▶ **STATED EXERCISE**: Extract every line of the entries that contains the word "white", and list each of those lines on its own.

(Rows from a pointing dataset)
'''

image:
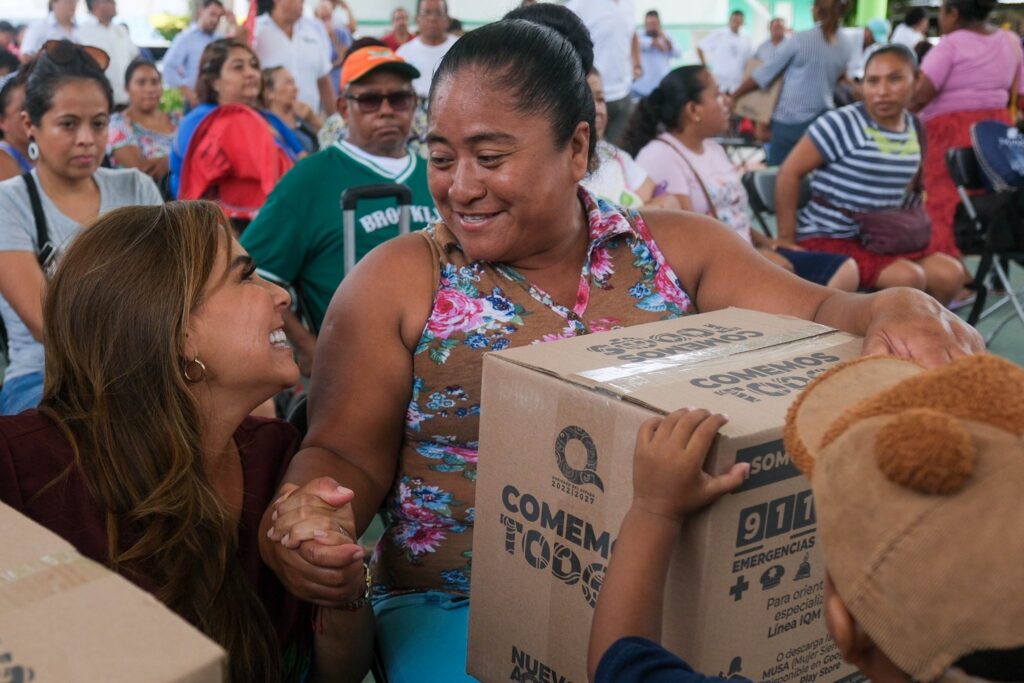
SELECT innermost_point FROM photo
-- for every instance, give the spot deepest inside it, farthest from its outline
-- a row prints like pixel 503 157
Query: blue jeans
pixel 20 393
pixel 783 138
pixel 422 637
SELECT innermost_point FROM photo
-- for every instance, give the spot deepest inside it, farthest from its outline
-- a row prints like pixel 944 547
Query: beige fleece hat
pixel 919 486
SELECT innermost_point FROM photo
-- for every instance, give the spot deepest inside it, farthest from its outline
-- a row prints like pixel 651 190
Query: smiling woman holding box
pixel 523 255
pixel 160 342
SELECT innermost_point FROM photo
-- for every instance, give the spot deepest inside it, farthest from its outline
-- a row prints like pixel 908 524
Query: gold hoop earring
pixel 190 378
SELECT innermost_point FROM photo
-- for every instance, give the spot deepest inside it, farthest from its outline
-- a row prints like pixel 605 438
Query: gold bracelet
pixel 363 600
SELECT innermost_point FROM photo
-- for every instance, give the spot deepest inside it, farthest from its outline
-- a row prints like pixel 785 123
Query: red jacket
pixel 233 160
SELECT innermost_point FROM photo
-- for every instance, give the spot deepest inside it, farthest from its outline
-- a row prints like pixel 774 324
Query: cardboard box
pixel 559 424
pixel 64 617
pixel 760 104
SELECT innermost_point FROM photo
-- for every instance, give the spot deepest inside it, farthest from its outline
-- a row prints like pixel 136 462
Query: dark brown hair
pixel 115 321
pixel 211 63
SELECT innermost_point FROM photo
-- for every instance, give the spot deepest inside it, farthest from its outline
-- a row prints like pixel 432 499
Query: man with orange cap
pixel 297 239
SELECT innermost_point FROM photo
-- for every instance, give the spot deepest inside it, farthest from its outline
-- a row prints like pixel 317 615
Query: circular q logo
pixel 587 475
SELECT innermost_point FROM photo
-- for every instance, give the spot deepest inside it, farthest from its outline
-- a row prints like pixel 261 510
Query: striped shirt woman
pixel 867 168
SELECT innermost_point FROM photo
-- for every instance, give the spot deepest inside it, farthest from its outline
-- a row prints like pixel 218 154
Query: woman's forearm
pixel 848 311
pixel 786 197
pixel 343 645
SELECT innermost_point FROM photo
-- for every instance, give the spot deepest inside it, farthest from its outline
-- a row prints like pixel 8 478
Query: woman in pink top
pixel 966 78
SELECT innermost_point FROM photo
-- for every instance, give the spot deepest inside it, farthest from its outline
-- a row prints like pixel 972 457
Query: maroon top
pixel 34 452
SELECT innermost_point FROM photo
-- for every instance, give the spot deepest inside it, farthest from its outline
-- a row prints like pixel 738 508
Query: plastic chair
pixel 983 237
pixel 760 186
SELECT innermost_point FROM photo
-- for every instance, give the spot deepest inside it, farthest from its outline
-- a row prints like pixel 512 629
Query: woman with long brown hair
pixel 160 341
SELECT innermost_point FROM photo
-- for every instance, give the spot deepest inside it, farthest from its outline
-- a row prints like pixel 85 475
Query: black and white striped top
pixel 866 168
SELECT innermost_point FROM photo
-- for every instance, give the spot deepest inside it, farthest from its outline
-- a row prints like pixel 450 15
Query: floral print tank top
pixel 480 307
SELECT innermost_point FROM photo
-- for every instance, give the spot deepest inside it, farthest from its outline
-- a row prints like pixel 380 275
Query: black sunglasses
pixel 369 102
pixel 65 51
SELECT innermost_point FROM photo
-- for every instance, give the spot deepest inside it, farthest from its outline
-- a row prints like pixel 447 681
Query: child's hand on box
pixel 668 475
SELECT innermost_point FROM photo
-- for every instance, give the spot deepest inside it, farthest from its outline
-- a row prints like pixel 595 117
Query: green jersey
pixel 297 238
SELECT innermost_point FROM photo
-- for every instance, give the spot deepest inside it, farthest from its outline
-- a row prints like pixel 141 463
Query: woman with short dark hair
pixel 67 111
pixel 522 255
pixel 14 145
pixel 865 157
pixel 141 135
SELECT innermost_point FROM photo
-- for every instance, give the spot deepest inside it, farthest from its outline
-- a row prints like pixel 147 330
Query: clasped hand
pixel 313 549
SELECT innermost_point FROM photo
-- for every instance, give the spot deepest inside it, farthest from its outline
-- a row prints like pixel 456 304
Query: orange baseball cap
pixel 367 59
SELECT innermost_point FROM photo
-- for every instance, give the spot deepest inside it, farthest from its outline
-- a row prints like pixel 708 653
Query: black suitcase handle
pixel 353 196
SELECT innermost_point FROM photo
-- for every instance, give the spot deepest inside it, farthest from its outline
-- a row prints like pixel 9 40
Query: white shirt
pixel 44 30
pixel 390 165
pixel 726 54
pixel 426 58
pixel 116 42
pixel 904 35
pixel 610 26
pixel 306 54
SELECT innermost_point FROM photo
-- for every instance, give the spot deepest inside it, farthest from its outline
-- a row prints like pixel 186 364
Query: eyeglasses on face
pixel 65 51
pixel 369 102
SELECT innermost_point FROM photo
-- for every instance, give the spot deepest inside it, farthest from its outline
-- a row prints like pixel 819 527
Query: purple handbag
pixel 895 230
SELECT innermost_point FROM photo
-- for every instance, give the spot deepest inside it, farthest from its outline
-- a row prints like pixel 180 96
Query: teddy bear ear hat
pixel 919 488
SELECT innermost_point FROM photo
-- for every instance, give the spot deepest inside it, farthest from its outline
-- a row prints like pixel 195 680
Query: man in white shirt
pixel 180 63
pixel 429 47
pixel 58 25
pixel 616 54
pixel 776 34
pixel 725 51
pixel 656 52
pixel 99 31
pixel 284 37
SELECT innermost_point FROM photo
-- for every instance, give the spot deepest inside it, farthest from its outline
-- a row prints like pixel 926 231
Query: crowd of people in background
pixel 560 137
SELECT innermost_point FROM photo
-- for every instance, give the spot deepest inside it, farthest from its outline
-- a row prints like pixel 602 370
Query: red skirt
pixel 868 263
pixel 943 132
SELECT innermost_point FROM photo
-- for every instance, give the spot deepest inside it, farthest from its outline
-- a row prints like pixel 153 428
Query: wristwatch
pixel 363 600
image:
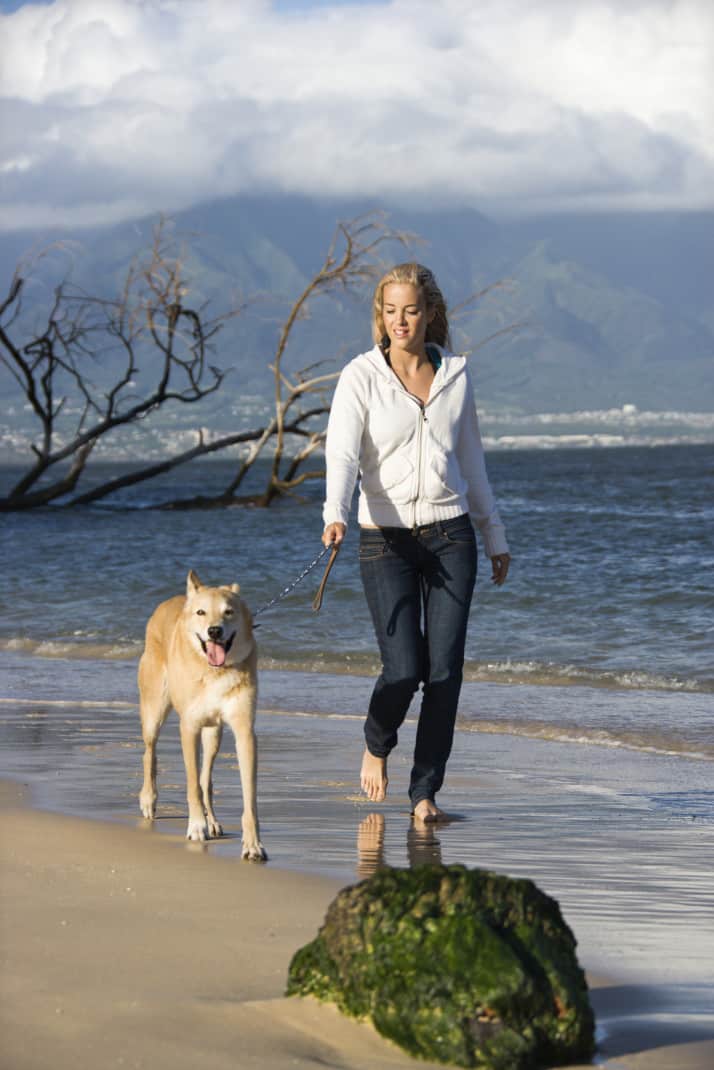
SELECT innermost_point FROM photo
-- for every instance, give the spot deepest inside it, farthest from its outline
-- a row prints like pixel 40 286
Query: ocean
pixel 585 738
pixel 604 631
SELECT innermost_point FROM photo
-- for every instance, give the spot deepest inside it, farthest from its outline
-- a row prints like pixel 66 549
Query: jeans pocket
pixel 373 545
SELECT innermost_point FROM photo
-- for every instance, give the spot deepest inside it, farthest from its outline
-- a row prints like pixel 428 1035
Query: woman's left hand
pixel 500 564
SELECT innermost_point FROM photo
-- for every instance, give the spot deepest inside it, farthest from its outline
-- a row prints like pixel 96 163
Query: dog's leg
pixel 210 742
pixel 247 760
pixel 154 707
pixel 190 740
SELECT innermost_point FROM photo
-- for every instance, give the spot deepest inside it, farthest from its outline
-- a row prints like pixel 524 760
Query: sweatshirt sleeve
pixel 482 504
pixel 342 451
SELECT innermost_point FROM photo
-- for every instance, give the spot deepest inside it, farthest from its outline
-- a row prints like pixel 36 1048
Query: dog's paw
pixel 197 831
pixel 254 852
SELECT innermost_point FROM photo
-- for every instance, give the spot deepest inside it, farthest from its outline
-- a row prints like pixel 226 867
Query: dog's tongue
pixel 215 654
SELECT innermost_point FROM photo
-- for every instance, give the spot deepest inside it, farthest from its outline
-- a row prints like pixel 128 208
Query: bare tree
pixel 165 345
pixel 351 261
pixel 162 342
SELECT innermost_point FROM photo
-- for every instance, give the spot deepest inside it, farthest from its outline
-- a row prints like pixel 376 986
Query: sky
pixel 110 109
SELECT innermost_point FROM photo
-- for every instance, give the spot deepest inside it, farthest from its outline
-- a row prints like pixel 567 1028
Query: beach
pixel 125 946
pixel 582 760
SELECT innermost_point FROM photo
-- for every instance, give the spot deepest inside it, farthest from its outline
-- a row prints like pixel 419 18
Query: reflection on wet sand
pixel 423 845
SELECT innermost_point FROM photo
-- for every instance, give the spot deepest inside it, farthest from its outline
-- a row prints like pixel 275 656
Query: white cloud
pixel 117 107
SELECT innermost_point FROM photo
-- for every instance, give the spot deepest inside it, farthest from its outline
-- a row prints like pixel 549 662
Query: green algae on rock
pixel 455 965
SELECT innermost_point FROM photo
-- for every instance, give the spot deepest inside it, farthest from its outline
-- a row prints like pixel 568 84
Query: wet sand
pixel 123 945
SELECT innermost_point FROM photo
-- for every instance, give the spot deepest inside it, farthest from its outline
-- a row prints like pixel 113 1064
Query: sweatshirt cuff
pixel 334 515
pixel 495 540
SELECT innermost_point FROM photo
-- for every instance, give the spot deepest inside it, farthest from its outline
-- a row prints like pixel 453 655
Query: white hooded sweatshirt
pixel 418 463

'''

▶ **RIGHT ANSWER**:
Query: black and white striped top
Query: white shirt
Query: man in white shirt
Query: white cloud
Query: white hooded sweatshirt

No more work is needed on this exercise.